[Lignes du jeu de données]

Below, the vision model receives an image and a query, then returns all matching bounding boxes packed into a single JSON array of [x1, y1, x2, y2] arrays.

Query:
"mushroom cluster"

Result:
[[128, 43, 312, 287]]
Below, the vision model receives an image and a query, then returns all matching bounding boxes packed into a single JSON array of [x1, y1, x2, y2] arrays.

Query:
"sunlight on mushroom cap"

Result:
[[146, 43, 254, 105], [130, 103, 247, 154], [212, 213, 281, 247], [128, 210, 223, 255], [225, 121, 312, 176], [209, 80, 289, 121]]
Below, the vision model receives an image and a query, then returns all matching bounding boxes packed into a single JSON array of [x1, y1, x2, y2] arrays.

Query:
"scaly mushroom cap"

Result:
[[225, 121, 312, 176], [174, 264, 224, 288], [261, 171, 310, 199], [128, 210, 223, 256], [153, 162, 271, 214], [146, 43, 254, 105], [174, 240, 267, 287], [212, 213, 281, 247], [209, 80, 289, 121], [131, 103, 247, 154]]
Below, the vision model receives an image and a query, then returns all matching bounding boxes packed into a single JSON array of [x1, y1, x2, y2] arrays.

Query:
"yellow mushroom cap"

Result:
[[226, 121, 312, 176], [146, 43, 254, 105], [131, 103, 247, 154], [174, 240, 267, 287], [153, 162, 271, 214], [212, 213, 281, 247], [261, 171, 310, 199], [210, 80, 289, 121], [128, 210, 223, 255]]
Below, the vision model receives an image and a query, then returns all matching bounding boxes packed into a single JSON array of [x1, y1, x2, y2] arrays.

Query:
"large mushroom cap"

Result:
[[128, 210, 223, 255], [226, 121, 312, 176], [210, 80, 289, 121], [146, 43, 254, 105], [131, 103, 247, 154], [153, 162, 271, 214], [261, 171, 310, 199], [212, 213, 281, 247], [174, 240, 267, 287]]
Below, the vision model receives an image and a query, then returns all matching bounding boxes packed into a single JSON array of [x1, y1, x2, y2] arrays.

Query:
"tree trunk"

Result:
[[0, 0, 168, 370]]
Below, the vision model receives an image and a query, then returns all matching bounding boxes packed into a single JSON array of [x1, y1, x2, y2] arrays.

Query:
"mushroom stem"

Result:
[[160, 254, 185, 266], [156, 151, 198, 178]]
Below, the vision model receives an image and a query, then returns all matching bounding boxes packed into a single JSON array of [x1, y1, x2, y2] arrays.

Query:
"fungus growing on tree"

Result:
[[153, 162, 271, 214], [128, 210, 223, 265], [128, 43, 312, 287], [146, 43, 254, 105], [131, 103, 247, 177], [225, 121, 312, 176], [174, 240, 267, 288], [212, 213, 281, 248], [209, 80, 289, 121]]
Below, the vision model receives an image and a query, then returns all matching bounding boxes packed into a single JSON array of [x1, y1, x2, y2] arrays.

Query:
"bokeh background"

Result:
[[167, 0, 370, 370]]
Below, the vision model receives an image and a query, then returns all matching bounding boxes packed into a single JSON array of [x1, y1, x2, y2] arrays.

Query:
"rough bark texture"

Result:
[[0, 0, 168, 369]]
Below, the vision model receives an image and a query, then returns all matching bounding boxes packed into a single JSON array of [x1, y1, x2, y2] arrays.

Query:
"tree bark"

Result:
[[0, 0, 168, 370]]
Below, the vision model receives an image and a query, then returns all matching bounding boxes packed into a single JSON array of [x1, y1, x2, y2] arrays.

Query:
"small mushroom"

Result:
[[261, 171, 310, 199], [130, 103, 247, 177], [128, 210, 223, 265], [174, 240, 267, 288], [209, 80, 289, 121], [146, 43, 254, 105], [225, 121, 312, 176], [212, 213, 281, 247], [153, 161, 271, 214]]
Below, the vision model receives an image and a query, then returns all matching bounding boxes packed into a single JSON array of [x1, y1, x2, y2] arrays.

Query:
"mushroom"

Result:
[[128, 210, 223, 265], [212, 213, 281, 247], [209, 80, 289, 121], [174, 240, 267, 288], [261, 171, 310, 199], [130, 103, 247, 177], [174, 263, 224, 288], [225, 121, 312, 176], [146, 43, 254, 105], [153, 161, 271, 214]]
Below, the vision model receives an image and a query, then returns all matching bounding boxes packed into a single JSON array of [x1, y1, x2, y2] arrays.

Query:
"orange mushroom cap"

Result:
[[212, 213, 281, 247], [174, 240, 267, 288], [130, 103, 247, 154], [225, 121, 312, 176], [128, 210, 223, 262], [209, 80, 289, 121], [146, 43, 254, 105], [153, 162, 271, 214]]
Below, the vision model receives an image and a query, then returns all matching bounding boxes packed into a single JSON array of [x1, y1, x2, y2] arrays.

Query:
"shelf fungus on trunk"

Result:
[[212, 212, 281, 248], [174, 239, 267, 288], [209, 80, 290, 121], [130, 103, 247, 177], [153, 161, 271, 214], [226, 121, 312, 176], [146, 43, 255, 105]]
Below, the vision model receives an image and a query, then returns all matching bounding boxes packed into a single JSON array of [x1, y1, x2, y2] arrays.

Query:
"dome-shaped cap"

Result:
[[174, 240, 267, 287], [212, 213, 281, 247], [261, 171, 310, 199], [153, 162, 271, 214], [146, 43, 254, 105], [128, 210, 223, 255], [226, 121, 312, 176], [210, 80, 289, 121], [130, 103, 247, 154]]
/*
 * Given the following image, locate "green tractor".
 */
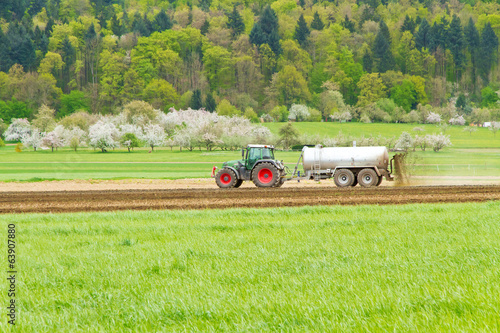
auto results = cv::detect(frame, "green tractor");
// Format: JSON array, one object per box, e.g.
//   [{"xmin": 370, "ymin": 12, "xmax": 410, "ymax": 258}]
[{"xmin": 212, "ymin": 145, "xmax": 286, "ymax": 188}]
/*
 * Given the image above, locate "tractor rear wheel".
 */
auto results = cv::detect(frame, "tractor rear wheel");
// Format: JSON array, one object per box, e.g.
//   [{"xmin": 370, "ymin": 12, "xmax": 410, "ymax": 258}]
[
  {"xmin": 215, "ymin": 168, "xmax": 241, "ymax": 188},
  {"xmin": 252, "ymin": 163, "xmax": 281, "ymax": 187},
  {"xmin": 358, "ymin": 169, "xmax": 379, "ymax": 187},
  {"xmin": 333, "ymin": 169, "xmax": 354, "ymax": 187}
]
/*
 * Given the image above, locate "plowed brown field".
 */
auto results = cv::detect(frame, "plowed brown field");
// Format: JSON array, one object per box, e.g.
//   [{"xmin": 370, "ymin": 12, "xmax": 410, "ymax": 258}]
[{"xmin": 0, "ymin": 185, "xmax": 500, "ymax": 214}]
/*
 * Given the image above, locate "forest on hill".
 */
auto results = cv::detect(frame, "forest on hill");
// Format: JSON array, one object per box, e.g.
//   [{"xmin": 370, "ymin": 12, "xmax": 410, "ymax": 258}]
[{"xmin": 0, "ymin": 0, "xmax": 500, "ymax": 124}]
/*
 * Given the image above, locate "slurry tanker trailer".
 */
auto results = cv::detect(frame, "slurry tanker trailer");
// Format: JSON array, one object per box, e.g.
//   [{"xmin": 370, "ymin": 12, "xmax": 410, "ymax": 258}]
[{"xmin": 212, "ymin": 145, "xmax": 394, "ymax": 188}]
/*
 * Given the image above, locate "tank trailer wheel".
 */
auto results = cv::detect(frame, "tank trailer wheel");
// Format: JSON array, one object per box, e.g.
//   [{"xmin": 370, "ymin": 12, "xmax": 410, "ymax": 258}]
[
  {"xmin": 252, "ymin": 163, "xmax": 281, "ymax": 187},
  {"xmin": 215, "ymin": 168, "xmax": 241, "ymax": 188},
  {"xmin": 333, "ymin": 169, "xmax": 354, "ymax": 187},
  {"xmin": 358, "ymin": 169, "xmax": 379, "ymax": 187}
]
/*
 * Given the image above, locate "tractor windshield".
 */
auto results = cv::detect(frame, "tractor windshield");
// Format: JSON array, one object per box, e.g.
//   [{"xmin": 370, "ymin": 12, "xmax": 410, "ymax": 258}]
[{"xmin": 247, "ymin": 147, "xmax": 274, "ymax": 169}]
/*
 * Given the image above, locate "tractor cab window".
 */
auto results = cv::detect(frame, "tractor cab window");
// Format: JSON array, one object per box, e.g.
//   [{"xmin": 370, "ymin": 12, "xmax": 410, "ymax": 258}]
[
  {"xmin": 247, "ymin": 148, "xmax": 274, "ymax": 168},
  {"xmin": 262, "ymin": 148, "xmax": 274, "ymax": 160}
]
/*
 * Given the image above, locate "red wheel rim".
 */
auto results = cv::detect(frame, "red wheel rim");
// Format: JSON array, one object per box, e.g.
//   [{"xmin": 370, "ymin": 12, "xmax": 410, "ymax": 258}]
[
  {"xmin": 219, "ymin": 172, "xmax": 231, "ymax": 185},
  {"xmin": 257, "ymin": 169, "xmax": 273, "ymax": 184}
]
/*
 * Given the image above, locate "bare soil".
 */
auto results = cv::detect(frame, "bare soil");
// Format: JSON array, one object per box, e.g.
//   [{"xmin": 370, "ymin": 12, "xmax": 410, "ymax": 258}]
[{"xmin": 0, "ymin": 182, "xmax": 500, "ymax": 214}]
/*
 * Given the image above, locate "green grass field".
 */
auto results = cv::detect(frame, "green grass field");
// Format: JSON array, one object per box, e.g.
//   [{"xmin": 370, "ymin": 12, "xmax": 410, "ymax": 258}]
[
  {"xmin": 0, "ymin": 202, "xmax": 500, "ymax": 332},
  {"xmin": 0, "ymin": 123, "xmax": 500, "ymax": 181}
]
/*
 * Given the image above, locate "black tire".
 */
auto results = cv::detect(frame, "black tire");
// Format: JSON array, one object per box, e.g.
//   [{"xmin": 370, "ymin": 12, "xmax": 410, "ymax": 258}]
[
  {"xmin": 252, "ymin": 163, "xmax": 281, "ymax": 187},
  {"xmin": 333, "ymin": 169, "xmax": 354, "ymax": 187},
  {"xmin": 215, "ymin": 168, "xmax": 241, "ymax": 188},
  {"xmin": 358, "ymin": 169, "xmax": 379, "ymax": 187},
  {"xmin": 274, "ymin": 178, "xmax": 285, "ymax": 187}
]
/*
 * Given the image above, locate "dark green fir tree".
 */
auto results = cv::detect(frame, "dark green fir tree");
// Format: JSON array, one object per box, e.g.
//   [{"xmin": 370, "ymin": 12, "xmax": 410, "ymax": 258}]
[
  {"xmin": 153, "ymin": 9, "xmax": 173, "ymax": 31},
  {"xmin": 295, "ymin": 14, "xmax": 311, "ymax": 47},
  {"xmin": 189, "ymin": 89, "xmax": 203, "ymax": 110},
  {"xmin": 415, "ymin": 18, "xmax": 431, "ymax": 50},
  {"xmin": 205, "ymin": 93, "xmax": 217, "ymax": 112},
  {"xmin": 311, "ymin": 12, "xmax": 325, "ymax": 30},
  {"xmin": 227, "ymin": 6, "xmax": 245, "ymax": 39}
]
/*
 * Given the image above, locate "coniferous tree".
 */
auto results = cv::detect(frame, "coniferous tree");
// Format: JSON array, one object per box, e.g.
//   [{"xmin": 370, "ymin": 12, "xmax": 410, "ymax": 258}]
[
  {"xmin": 379, "ymin": 20, "xmax": 392, "ymax": 46},
  {"xmin": 61, "ymin": 36, "xmax": 75, "ymax": 93},
  {"xmin": 447, "ymin": 15, "xmax": 466, "ymax": 80},
  {"xmin": 478, "ymin": 22, "xmax": 498, "ymax": 82},
  {"xmin": 110, "ymin": 14, "xmax": 123, "ymax": 37},
  {"xmin": 363, "ymin": 50, "xmax": 373, "ymax": 73},
  {"xmin": 17, "ymin": 36, "xmax": 36, "ymax": 71},
  {"xmin": 311, "ymin": 12, "xmax": 325, "ymax": 30},
  {"xmin": 429, "ymin": 17, "xmax": 448, "ymax": 52},
  {"xmin": 415, "ymin": 18, "xmax": 431, "ymax": 50},
  {"xmin": 359, "ymin": 6, "xmax": 373, "ymax": 29},
  {"xmin": 200, "ymin": 0, "xmax": 212, "ymax": 13},
  {"xmin": 227, "ymin": 6, "xmax": 245, "ymax": 39},
  {"xmin": 341, "ymin": 14, "xmax": 356, "ymax": 32},
  {"xmin": 401, "ymin": 15, "xmax": 415, "ymax": 34},
  {"xmin": 45, "ymin": 17, "xmax": 54, "ymax": 37},
  {"xmin": 200, "ymin": 19, "xmax": 210, "ymax": 35},
  {"xmin": 122, "ymin": 9, "xmax": 130, "ymax": 34},
  {"xmin": 372, "ymin": 29, "xmax": 394, "ymax": 73},
  {"xmin": 250, "ymin": 5, "xmax": 281, "ymax": 55},
  {"xmin": 464, "ymin": 18, "xmax": 480, "ymax": 90},
  {"xmin": 205, "ymin": 93, "xmax": 217, "ymax": 112},
  {"xmin": 295, "ymin": 14, "xmax": 311, "ymax": 47},
  {"xmin": 190, "ymin": 89, "xmax": 203, "ymax": 110},
  {"xmin": 153, "ymin": 9, "xmax": 173, "ymax": 31},
  {"xmin": 0, "ymin": 28, "xmax": 12, "ymax": 72}
]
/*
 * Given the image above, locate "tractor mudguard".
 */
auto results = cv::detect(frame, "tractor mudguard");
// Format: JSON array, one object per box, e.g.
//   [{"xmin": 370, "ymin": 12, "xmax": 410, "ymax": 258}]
[{"xmin": 223, "ymin": 166, "xmax": 241, "ymax": 179}]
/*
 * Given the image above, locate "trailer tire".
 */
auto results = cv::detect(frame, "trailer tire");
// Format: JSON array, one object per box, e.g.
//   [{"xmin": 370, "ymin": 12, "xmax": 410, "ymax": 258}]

◆ **Tâche**
Mettez sous forme de liste numérotée les lignes qui vont de la toute première ligne ci-dessus jusqu'à celle qui contient « 176], [209, 80, 289, 121]] », incluse. Laissez de côté les lignes vides.

◆ **Résultat final**
1. Below, the vision model receives an image and a query, then returns all matching bounding boxes packed into a single JSON array of [x1, y1, x2, y2] arrays.
2. Query:
3. "mushroom cluster"
4. Result:
5. [[128, 43, 312, 287]]
6. Below, the vision model receives an image and a query, then returns all matching bounding boxes packed into a single JSON array of [x1, y1, x2, y2] arrays.
7. Query:
8. "sunlight on mushroom cap"
9. Result:
10. [[146, 43, 254, 105], [130, 103, 247, 154], [212, 213, 281, 247], [128, 210, 223, 255], [225, 121, 312, 176], [209, 80, 289, 121]]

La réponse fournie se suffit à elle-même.